Given data below:
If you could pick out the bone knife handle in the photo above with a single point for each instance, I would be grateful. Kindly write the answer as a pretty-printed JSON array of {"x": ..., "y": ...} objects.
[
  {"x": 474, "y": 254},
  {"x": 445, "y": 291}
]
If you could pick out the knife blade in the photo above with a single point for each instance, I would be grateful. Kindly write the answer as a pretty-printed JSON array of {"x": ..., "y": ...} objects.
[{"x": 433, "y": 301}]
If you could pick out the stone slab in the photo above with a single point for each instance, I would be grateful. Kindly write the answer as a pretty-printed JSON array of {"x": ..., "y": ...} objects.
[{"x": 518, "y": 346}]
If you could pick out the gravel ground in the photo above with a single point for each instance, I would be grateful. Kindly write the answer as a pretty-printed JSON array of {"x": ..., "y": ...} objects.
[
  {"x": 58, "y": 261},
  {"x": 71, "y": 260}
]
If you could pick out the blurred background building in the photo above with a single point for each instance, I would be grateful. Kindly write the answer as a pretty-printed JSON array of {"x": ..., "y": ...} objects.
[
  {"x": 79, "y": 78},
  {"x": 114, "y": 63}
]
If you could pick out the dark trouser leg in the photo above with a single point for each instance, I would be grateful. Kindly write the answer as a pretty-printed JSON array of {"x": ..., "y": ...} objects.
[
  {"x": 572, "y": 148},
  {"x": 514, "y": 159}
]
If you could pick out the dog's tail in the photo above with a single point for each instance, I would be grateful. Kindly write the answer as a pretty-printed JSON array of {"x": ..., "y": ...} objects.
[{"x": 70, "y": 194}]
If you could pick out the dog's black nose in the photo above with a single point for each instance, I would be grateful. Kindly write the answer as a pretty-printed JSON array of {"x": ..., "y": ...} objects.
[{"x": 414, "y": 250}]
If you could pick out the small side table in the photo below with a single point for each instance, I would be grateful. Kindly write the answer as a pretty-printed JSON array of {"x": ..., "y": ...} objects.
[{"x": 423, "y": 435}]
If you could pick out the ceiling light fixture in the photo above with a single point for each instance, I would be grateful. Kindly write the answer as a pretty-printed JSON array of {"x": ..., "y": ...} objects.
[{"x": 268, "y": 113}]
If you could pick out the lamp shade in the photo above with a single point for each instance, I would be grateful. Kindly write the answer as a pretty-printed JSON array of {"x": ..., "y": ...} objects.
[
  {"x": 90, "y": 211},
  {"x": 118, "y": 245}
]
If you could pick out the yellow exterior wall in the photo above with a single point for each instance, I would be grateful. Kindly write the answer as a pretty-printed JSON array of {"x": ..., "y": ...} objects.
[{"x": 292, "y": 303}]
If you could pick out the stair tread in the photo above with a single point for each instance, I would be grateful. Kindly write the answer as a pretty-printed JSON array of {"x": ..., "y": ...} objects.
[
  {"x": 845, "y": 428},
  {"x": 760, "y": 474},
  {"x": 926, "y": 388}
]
End of Given data.
Your assignment.
In the records above, find the line containing "If you could pick out the ceiling"; please retype it and every line after it through the last line, exactly and with nothing else.

Answer section.
If you could pick out the ceiling light fixture in the photo above with a single point for each instance, I would be grateful. Kindly write the answer as a pretty-printed JSON array of {"x": ..., "y": ...} objects.
[{"x": 268, "y": 113}]
If you could pick out the lamp shade in the photo above with a single point for each instance, I would be grateful. Kindly write the answer as a pretty-printed JSON array of {"x": ..., "y": ...} objects.
[
  {"x": 90, "y": 211},
  {"x": 118, "y": 245}
]
If you could pick out the yellow exterior wall in the photo above with a single point for each instance, I would be grateful. Kindly write the answer as a pretty-printed JSON array of {"x": ..., "y": ...} objects.
[{"x": 292, "y": 303}]
If you could pick out the stair tread in the photo above with a single point for each instance, I would be grateful. Kindly write the answer as a pretty-printed JSON array of {"x": ..., "y": ...} objects.
[
  {"x": 845, "y": 428},
  {"x": 760, "y": 474},
  {"x": 926, "y": 388}
]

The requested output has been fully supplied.